— Problem to solve —
Update the items below by replacing "marker" with "dot" and leaving everything else unchanged. Leave the pictures out of your answer.

::::::::::

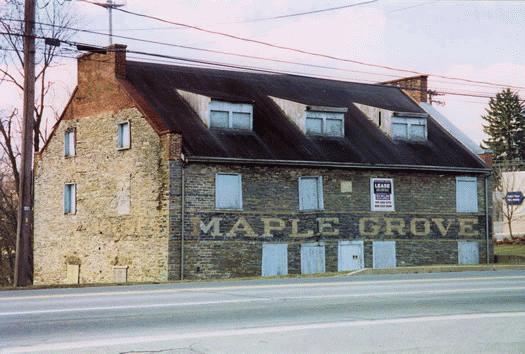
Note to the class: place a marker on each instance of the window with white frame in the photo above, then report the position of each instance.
(123, 136)
(324, 123)
(409, 128)
(69, 142)
(311, 193)
(70, 198)
(228, 191)
(466, 194)
(229, 115)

::::::::::

— Exercise solution —
Note to the class: place a dot on each instance of the window with white frame in the photo above, then report the position of each instance.
(123, 136)
(324, 123)
(409, 128)
(69, 142)
(311, 193)
(70, 198)
(228, 191)
(466, 194)
(229, 115)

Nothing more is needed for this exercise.